* [TASK INSTRUCTIONS] Which lines of the records below contain the word "pink"? Report each of them in full.

* [STUDY MATERIAL]
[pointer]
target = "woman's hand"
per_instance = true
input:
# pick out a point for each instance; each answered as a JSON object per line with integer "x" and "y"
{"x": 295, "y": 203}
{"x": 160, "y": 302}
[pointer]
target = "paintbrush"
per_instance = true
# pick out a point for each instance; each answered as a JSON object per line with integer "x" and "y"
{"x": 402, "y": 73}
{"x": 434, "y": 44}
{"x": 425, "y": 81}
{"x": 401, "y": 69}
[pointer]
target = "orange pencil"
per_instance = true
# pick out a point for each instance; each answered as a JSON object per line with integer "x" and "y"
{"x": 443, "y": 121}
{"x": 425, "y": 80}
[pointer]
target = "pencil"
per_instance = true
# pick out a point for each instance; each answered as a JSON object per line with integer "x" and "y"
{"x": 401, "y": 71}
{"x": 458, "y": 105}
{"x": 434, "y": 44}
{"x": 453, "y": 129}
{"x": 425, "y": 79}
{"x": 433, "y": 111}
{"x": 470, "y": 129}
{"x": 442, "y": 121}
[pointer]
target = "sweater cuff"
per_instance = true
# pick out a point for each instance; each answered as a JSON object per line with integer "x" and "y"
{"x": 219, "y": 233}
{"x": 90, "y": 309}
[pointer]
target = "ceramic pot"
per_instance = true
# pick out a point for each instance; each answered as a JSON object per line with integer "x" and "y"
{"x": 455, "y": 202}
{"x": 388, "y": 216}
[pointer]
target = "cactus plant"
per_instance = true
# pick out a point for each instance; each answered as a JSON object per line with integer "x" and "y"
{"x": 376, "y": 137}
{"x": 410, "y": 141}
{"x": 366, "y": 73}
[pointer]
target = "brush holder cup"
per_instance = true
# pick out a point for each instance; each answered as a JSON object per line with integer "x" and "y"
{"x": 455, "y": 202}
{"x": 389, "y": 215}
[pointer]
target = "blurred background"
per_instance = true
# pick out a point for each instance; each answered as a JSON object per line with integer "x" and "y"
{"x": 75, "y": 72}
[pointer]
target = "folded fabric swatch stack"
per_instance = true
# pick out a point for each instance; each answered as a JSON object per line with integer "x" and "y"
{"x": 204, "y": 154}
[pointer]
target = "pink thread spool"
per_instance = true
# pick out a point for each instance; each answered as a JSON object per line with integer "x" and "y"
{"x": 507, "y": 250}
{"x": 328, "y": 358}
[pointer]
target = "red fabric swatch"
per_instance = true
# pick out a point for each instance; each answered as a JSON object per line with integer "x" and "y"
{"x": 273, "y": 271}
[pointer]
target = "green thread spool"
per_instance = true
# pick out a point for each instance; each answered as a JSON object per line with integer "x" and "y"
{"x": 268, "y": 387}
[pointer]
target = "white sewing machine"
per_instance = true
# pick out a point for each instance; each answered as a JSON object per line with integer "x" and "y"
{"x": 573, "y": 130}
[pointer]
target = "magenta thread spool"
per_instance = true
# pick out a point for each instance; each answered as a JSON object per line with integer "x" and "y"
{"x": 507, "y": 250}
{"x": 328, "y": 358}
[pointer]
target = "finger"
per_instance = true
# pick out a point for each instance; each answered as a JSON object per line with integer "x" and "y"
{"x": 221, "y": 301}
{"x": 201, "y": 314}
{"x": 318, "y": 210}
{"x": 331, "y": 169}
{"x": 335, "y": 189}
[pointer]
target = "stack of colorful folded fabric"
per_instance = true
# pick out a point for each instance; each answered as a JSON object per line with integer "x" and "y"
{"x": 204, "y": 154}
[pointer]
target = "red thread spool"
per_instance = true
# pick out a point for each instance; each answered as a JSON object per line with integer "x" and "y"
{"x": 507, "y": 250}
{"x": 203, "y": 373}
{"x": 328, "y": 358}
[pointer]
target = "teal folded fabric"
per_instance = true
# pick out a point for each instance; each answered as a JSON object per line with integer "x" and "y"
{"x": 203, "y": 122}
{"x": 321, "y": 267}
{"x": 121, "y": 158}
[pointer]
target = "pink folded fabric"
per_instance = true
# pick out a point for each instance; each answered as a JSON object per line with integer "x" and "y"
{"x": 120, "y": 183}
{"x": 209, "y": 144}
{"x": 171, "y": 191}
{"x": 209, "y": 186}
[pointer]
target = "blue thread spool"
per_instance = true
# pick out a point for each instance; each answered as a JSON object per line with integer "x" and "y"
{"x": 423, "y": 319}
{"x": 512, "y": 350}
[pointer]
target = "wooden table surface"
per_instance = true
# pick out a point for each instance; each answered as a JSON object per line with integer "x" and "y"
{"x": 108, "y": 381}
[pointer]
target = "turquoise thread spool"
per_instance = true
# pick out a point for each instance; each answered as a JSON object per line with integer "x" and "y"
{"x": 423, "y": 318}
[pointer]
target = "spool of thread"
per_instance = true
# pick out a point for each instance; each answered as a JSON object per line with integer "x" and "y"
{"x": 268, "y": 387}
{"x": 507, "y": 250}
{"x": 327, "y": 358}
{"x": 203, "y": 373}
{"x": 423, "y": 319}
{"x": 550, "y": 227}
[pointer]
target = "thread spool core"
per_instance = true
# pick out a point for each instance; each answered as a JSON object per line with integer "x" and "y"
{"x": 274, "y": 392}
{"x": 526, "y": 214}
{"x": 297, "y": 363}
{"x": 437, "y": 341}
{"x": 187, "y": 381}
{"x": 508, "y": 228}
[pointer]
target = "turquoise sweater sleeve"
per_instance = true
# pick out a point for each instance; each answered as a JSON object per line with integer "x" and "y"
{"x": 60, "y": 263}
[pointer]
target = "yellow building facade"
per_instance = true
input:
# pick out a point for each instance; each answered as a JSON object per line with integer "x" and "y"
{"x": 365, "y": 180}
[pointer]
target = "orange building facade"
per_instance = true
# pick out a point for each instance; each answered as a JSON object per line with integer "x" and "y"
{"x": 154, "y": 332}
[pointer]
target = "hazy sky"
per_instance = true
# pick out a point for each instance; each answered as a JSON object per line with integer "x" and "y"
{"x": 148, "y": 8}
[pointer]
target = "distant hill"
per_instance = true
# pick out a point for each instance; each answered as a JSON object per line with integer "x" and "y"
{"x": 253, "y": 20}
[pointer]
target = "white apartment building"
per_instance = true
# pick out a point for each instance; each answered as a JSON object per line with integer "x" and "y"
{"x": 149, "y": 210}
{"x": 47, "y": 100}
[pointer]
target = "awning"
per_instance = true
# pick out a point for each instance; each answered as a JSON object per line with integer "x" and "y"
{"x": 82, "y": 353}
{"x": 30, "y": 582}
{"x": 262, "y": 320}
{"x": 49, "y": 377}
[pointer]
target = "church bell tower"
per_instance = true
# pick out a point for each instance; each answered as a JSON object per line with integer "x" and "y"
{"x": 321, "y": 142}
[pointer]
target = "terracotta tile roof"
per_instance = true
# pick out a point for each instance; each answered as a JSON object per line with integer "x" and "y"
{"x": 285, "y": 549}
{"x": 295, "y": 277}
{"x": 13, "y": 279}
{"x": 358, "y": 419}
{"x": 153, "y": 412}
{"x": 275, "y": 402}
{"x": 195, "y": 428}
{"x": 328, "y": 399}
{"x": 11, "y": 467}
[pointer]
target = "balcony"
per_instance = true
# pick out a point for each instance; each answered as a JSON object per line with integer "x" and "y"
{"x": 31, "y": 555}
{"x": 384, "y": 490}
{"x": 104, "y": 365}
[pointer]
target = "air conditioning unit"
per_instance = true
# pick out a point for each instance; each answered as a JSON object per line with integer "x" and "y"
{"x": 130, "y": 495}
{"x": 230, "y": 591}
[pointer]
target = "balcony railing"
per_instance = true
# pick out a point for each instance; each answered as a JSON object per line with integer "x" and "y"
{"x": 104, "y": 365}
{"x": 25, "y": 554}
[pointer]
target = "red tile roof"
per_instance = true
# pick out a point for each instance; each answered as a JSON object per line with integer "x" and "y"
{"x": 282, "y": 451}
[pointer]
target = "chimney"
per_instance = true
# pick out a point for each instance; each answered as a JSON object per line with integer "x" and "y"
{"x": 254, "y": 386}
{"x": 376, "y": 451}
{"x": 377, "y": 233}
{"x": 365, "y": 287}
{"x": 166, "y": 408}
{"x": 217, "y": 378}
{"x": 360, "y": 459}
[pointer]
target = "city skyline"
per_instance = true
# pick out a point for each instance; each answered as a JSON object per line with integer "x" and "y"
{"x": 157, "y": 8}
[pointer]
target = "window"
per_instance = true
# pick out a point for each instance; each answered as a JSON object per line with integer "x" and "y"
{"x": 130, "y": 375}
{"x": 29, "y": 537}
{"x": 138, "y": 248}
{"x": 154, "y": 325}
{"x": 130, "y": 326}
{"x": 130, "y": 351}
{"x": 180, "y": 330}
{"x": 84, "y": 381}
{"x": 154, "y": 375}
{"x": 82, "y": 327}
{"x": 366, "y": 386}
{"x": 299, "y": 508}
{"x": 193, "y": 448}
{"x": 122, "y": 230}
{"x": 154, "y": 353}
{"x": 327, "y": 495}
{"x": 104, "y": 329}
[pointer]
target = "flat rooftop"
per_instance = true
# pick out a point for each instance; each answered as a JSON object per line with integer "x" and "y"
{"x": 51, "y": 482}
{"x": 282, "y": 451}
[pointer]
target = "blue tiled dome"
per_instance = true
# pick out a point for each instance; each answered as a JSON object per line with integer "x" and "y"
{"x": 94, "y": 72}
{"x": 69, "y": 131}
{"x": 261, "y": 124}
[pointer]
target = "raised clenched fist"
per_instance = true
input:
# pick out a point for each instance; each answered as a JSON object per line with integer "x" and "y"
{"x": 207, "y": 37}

* [WRITTEN SOLUTION]
target = "pink thread spool"
target = "pink folded fabric"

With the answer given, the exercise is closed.